[Segmentation mask data]
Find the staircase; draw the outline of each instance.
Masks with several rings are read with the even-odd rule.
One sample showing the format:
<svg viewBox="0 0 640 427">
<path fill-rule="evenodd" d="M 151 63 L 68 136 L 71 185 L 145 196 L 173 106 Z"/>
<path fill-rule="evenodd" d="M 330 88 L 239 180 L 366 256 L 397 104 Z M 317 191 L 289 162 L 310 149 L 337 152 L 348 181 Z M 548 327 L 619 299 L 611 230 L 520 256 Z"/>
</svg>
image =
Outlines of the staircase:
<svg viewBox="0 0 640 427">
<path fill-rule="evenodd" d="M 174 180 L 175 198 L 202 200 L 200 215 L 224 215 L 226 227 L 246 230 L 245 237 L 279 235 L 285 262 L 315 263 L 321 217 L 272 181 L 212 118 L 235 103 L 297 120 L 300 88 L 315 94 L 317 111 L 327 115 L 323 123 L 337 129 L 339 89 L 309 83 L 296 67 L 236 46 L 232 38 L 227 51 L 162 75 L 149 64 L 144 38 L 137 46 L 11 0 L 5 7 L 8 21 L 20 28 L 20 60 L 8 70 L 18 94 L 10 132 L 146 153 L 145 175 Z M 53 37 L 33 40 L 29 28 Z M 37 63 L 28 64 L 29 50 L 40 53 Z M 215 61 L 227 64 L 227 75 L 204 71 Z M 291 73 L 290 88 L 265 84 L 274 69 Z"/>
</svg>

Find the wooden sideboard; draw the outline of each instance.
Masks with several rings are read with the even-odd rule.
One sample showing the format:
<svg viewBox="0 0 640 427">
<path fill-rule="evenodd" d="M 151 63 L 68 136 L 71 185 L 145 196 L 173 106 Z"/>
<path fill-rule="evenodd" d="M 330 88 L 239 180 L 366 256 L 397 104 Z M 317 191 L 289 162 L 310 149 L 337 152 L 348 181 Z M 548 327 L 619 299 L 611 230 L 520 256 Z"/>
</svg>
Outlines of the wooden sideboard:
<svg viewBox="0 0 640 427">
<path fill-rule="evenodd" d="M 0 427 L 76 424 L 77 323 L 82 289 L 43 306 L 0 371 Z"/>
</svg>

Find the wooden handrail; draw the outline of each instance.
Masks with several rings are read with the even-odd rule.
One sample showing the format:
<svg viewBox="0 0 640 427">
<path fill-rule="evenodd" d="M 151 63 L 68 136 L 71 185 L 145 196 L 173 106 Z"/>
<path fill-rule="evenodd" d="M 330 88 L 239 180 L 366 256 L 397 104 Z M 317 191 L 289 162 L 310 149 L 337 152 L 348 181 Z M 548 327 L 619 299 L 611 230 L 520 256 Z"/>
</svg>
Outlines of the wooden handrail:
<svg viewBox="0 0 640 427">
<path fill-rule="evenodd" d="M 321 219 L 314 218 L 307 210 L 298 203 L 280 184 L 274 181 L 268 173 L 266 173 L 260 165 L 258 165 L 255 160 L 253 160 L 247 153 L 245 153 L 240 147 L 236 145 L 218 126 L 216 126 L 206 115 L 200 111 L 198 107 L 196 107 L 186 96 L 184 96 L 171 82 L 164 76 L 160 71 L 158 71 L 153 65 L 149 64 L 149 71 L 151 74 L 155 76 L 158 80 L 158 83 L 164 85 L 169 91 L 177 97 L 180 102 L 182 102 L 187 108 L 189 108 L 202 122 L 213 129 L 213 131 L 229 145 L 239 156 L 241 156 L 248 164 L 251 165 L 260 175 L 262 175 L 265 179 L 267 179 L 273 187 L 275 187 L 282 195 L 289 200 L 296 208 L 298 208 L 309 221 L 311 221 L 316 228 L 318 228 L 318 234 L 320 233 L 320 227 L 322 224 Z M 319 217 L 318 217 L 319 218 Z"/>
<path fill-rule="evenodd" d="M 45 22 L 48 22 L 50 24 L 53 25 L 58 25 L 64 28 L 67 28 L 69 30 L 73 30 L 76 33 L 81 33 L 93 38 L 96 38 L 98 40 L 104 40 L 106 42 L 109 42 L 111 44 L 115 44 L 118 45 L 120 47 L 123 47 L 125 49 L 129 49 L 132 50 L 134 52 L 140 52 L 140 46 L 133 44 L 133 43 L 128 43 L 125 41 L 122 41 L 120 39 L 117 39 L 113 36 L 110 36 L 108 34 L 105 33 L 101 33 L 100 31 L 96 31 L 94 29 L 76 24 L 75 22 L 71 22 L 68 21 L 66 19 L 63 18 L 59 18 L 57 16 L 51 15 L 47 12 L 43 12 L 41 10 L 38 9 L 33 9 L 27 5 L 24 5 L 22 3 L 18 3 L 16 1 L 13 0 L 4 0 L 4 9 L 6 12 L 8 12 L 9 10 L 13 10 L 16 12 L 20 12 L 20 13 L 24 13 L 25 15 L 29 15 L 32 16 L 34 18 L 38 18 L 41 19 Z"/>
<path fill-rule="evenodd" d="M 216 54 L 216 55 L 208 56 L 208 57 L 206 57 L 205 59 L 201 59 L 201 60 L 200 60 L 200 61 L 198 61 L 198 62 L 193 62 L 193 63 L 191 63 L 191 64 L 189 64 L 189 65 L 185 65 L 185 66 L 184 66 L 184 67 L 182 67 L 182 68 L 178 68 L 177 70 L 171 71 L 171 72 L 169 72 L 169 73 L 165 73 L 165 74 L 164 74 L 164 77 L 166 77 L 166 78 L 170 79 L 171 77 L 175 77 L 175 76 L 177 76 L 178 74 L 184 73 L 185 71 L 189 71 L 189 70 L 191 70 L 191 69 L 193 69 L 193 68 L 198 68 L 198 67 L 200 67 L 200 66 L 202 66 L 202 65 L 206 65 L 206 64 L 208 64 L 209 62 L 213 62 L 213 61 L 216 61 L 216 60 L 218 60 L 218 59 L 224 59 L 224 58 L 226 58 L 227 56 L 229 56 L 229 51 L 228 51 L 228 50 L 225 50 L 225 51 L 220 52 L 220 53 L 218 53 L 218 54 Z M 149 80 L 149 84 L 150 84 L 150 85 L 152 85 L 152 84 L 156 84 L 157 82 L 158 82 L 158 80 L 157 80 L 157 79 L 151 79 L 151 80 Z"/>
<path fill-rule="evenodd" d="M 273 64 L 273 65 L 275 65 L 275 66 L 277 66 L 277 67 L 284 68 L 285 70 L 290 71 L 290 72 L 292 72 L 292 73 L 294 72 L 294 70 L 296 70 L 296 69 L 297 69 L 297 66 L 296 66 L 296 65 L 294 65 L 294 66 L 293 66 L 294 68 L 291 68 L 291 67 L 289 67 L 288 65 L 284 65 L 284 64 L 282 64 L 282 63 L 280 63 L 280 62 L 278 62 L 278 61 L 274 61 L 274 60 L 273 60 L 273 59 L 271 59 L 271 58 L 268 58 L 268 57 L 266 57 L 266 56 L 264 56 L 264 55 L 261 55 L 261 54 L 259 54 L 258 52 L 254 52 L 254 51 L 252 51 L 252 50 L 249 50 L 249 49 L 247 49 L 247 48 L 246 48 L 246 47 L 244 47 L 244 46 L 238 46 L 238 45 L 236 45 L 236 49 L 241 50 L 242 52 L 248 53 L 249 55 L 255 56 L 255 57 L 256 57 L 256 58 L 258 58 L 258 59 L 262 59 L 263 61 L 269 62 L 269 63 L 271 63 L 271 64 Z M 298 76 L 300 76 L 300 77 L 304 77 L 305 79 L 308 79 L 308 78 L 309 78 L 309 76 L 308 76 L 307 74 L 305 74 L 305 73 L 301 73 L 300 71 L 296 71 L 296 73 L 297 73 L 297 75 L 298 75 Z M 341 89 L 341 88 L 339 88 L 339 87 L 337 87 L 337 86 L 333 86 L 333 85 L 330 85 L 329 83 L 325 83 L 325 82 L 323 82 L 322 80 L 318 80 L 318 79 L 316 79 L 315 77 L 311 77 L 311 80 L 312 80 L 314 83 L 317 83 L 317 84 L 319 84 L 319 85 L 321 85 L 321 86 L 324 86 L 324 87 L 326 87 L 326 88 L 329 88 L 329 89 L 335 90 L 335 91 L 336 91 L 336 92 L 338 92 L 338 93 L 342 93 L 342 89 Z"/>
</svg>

[WORK REQUIRED] In the entries above, count each line with "Find"; reply with the total only.

[EXERCISE OUTPUT] 3